Material for the task:
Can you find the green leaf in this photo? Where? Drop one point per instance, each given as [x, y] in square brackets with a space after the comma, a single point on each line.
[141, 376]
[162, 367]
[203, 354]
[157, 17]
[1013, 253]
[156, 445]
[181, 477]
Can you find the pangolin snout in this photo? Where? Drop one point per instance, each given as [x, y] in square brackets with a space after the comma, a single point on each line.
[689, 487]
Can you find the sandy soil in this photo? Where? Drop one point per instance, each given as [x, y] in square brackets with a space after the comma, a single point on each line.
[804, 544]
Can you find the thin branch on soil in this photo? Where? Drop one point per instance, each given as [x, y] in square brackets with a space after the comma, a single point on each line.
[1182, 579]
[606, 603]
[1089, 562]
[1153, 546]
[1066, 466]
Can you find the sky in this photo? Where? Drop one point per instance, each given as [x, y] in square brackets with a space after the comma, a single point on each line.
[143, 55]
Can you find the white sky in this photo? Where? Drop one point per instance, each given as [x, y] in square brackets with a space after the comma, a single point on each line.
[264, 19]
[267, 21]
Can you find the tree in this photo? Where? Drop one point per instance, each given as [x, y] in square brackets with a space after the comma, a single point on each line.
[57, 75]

Required action:
Take the line containing "Can you find the sky" and each line after it up to the last line of the listing, and print them exactly.

Result for this exercise:
Can you find the sky in this photo? Where? Drop one point per instance, each given as [x, y] in square brackets with a space after the comma, a single point on each line.
[143, 55]
Can you find the white sky in this photo? Where? Drop one point per instance, each given as [x, y] in square brackets with a space after the comma, a single point on each line.
[264, 19]
[267, 21]
Can you find the tree in this photo? Where? Drop one point per instance, each given as [x, y] in square brackets with a space after the comma, a single point on each line.
[57, 75]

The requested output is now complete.